## Your task
Copy the data below, replacing each occurrence of "masks" with "outlines" and changing nothing else.
● ● ● ●
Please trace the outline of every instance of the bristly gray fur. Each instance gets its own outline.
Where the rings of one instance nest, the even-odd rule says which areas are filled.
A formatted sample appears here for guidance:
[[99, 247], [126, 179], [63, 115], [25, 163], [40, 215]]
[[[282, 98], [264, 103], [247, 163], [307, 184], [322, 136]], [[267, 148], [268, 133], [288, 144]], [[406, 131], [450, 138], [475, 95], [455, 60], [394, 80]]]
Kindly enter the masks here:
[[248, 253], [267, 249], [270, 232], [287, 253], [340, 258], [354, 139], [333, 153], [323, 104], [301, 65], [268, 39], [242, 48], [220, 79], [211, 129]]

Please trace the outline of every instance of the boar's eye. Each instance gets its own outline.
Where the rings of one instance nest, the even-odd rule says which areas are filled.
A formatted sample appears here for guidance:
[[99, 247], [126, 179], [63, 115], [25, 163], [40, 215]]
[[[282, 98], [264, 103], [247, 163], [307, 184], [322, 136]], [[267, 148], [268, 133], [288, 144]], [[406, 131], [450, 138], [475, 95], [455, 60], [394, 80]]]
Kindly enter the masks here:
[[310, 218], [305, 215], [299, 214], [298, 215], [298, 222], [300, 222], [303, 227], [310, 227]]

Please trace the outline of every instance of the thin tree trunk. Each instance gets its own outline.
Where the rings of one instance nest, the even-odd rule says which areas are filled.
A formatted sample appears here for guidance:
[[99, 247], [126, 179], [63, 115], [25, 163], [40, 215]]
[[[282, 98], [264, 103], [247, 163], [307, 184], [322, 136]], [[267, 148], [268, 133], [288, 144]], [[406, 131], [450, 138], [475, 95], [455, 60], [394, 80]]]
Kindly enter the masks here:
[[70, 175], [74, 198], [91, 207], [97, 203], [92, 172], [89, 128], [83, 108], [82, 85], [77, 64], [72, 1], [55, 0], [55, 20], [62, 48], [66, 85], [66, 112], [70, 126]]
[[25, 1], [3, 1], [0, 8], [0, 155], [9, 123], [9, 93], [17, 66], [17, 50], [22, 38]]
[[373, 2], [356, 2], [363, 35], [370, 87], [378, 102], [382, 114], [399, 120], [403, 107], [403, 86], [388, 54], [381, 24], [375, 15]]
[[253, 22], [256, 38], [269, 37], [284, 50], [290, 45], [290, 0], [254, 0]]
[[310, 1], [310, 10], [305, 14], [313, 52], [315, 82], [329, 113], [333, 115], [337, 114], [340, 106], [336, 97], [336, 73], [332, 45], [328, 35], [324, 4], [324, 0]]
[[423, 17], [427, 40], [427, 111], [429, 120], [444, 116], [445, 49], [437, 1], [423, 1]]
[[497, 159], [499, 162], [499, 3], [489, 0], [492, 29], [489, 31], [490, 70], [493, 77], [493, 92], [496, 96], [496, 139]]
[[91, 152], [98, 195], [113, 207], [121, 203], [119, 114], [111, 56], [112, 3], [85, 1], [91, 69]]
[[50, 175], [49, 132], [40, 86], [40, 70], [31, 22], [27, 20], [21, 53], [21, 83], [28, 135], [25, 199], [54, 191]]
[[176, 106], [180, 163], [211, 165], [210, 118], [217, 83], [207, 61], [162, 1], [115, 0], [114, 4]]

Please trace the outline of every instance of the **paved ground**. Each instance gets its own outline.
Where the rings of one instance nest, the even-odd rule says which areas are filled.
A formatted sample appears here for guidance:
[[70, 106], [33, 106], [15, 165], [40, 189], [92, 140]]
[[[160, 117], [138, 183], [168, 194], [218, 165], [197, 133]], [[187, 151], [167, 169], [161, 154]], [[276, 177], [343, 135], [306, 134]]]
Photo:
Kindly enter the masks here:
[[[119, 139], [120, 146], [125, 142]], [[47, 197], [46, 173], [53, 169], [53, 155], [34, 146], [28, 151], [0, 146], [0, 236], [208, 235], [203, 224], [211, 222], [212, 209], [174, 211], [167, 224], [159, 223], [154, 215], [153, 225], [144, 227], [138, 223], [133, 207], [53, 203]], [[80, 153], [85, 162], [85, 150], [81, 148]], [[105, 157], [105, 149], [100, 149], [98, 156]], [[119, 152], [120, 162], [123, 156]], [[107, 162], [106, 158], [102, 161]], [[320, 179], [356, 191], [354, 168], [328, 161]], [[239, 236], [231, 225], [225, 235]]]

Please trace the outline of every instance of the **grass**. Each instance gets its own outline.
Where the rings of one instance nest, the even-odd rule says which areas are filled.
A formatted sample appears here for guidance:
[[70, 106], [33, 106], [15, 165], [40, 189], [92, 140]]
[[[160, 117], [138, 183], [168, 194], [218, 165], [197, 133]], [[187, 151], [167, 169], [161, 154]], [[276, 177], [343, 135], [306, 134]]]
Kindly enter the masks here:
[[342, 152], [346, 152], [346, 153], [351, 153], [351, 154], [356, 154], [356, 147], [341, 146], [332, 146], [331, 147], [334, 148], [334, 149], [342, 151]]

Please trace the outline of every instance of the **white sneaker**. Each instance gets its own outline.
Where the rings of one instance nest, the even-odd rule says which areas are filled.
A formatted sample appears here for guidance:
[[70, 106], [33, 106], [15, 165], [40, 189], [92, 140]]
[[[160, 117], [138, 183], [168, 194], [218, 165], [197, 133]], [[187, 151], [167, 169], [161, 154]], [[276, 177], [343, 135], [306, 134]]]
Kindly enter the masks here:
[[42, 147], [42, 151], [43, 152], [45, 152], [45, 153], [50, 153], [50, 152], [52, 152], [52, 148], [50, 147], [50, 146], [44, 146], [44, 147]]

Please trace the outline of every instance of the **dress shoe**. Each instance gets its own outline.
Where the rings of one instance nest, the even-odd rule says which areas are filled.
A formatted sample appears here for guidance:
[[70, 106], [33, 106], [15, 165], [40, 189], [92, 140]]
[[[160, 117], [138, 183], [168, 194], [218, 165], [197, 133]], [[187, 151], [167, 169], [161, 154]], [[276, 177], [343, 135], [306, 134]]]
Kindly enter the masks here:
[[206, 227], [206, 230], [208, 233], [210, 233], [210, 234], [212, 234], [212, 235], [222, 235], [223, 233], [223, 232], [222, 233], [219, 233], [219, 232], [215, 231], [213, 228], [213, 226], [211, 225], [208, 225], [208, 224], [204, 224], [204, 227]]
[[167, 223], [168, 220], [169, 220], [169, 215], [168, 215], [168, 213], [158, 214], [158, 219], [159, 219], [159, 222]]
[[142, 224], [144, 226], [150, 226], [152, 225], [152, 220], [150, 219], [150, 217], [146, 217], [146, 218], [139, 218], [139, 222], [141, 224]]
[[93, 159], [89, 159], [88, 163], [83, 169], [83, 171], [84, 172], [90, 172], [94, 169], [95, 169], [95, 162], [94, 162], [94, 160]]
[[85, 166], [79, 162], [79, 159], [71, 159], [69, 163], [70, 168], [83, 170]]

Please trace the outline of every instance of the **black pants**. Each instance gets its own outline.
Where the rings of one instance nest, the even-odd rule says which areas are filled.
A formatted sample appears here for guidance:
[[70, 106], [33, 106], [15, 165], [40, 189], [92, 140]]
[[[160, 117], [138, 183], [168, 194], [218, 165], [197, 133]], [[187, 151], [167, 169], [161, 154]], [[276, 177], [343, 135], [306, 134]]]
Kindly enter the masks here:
● ● ● ●
## Written solution
Please trace the outline of every instance of the bristly gray fur. Each instance gets its own outline.
Where the rings of one instance nest, the even-odd rule says which areas are filled.
A formatted sample appears here for guidance:
[[99, 247], [126, 179], [63, 115], [25, 163], [40, 215]]
[[[282, 98], [264, 103], [247, 163], [307, 184], [322, 136]], [[267, 148], [268, 133], [288, 144]], [[406, 131], [450, 138], [475, 95], [455, 60], [394, 80]]]
Kindly enter the outlines here:
[[248, 253], [267, 249], [270, 232], [287, 253], [340, 258], [354, 139], [333, 153], [323, 104], [301, 65], [268, 39], [242, 48], [220, 79], [211, 129]]

Please trace the outline of every instance of the boar's eye. Each instance gets its own outline.
Where the rings of one instance nest, the even-odd rule says which areas are filled.
A formatted sample appears here for guidance:
[[99, 247], [126, 179], [63, 115], [25, 163], [40, 215]]
[[[282, 98], [264, 103], [247, 163], [307, 184], [322, 136]], [[267, 148], [268, 133], [288, 144]], [[406, 131], [450, 138], [475, 95], [455, 60], [394, 80]]]
Kindly enter the outlines here:
[[310, 218], [305, 215], [299, 214], [298, 215], [298, 222], [300, 222], [303, 227], [310, 227]]

Please trace the outline of every instance of the thin tree trunk. Each instance gets its own outline.
Where the rings of one instance nest, the even-odd rule says which areas are filled.
A formatted sample appears here for guidance:
[[99, 247], [126, 179], [63, 115], [25, 163], [40, 215]]
[[[282, 98], [264, 103], [247, 163], [307, 184], [322, 136]], [[267, 148], [268, 133], [288, 144]], [[406, 131], [450, 138], [475, 95], [455, 60], [394, 80]]]
Kindly enter the outlines here:
[[70, 175], [74, 198], [91, 207], [97, 203], [92, 172], [89, 128], [83, 108], [82, 85], [77, 64], [72, 1], [55, 0], [55, 20], [62, 48], [66, 85], [66, 112], [70, 126]]
[[25, 1], [3, 1], [0, 8], [0, 155], [9, 123], [9, 93], [17, 66], [17, 50], [22, 38]]
[[373, 2], [356, 2], [363, 35], [370, 87], [378, 102], [382, 114], [399, 120], [403, 107], [403, 86], [388, 54], [381, 24], [375, 15]]
[[253, 22], [256, 38], [269, 37], [284, 50], [290, 45], [290, 0], [254, 0]]
[[310, 1], [310, 10], [305, 14], [313, 52], [315, 82], [329, 113], [333, 115], [337, 114], [340, 106], [336, 97], [336, 73], [332, 45], [328, 35], [324, 4], [324, 0]]
[[423, 17], [427, 40], [427, 111], [429, 120], [444, 116], [445, 49], [437, 1], [423, 1]]
[[497, 159], [499, 162], [499, 3], [489, 0], [492, 29], [489, 31], [490, 70], [493, 77], [493, 92], [496, 96], [496, 139]]
[[91, 152], [98, 195], [113, 207], [121, 203], [119, 114], [111, 56], [112, 3], [85, 1], [91, 69]]
[[50, 175], [49, 132], [40, 86], [40, 70], [31, 22], [27, 20], [21, 53], [21, 83], [28, 135], [25, 199], [54, 191]]
[[176, 106], [180, 163], [211, 165], [210, 118], [217, 83], [207, 61], [162, 1], [115, 0], [114, 4]]

Please trace the outline of every instance of the **paved ground**. Each instance gets its own outline.
Where the rings of one instance nest, the even-odd rule says which areas are filled.
A formatted sample appears here for guidance:
[[70, 106], [33, 106], [15, 165], [40, 189], [92, 140]]
[[[160, 117], [138, 183], [168, 194], [218, 165], [197, 133]], [[187, 151], [167, 169], [161, 154]], [[276, 177], [343, 135], [306, 134]]]
Photo:
Kindly enter the outlines here:
[[[119, 139], [120, 146], [125, 142]], [[47, 197], [46, 173], [53, 169], [53, 155], [34, 146], [28, 151], [0, 146], [0, 236], [208, 235], [203, 224], [211, 222], [212, 209], [174, 211], [167, 224], [159, 223], [154, 215], [153, 225], [144, 227], [138, 223], [133, 207], [53, 203]], [[80, 153], [85, 162], [85, 150], [81, 148]], [[105, 157], [105, 149], [100, 149], [98, 156]], [[119, 152], [120, 162], [123, 156]], [[107, 162], [106, 158], [102, 161]], [[320, 179], [356, 191], [354, 168], [328, 161]], [[239, 236], [231, 225], [225, 235]]]

Please trace the outline of every instance of the **grass**. Each instance gets its own outline.
Where the rings of one instance nest, the even-odd rule says which areas are filled.
A formatted sample appears here for guidance:
[[70, 106], [33, 106], [15, 165], [40, 189], [92, 140]]
[[[160, 117], [138, 183], [168, 194], [218, 165], [197, 133]], [[187, 151], [167, 169], [161, 154]], [[276, 177], [343, 135], [306, 134]]]
Kindly enter the outlines here:
[[342, 152], [346, 152], [346, 153], [351, 153], [351, 154], [356, 154], [356, 147], [341, 146], [332, 146], [331, 147], [334, 148], [334, 149], [342, 151]]

Please trace the outline of every instance of the **white sneaker**. Each instance gets its own outline.
Where the rings of one instance nest, the even-odd rule says which areas are filled.
A formatted sample appears here for guidance:
[[70, 106], [33, 106], [15, 165], [40, 189], [92, 140]]
[[[160, 117], [138, 183], [168, 194], [218, 165], [197, 133]], [[187, 151], [167, 169], [161, 154]], [[276, 177], [343, 135], [306, 134]]]
Kindly enter the outlines here:
[[42, 147], [42, 151], [43, 152], [45, 152], [45, 153], [50, 153], [50, 152], [52, 152], [52, 148], [50, 147], [50, 146], [44, 146], [44, 147]]

Please trace the outline of every instance of the **dress shoe**. Each instance gets its own outline.
Where the rings of one instance nest, the even-odd rule says which areas are filled.
A formatted sample appears here for guidance:
[[70, 106], [33, 106], [15, 165], [40, 189], [92, 140]]
[[[160, 117], [138, 183], [168, 194], [218, 165], [197, 133]], [[187, 151], [167, 169], [161, 154]], [[276, 177], [343, 135], [306, 134]]]
Kindly enter the outlines here:
[[206, 227], [206, 230], [208, 233], [210, 233], [210, 234], [212, 234], [212, 235], [222, 235], [223, 233], [223, 232], [222, 233], [219, 233], [219, 232], [215, 231], [213, 228], [213, 226], [211, 225], [208, 225], [208, 224], [204, 224], [204, 227]]
[[167, 223], [168, 220], [169, 220], [169, 215], [168, 215], [168, 213], [158, 214], [158, 219], [159, 219], [159, 222]]
[[142, 224], [144, 226], [150, 226], [152, 225], [152, 220], [150, 219], [150, 217], [146, 217], [146, 218], [139, 218], [139, 222], [141, 224]]
[[93, 159], [89, 159], [88, 163], [83, 169], [83, 171], [84, 172], [90, 172], [94, 169], [95, 169], [95, 162], [94, 162], [94, 160]]
[[85, 166], [79, 162], [79, 159], [71, 159], [69, 163], [70, 168], [83, 170]]

Please trace the outline of every instance of the **black pants**. Each instance gets its own outline.
Where the rings of one instance nest, the even-odd rule says which areas are filled.
A formatted sample appears here for guidance:
[[70, 106], [33, 106], [15, 165], [40, 189], [92, 140]]
[[[160, 117], [138, 183], [168, 194], [218, 165], [197, 133]], [[187, 151], [167, 169], [161, 154]], [[276, 177], [343, 135], [306, 134]]]
Kindly enter the outlines here:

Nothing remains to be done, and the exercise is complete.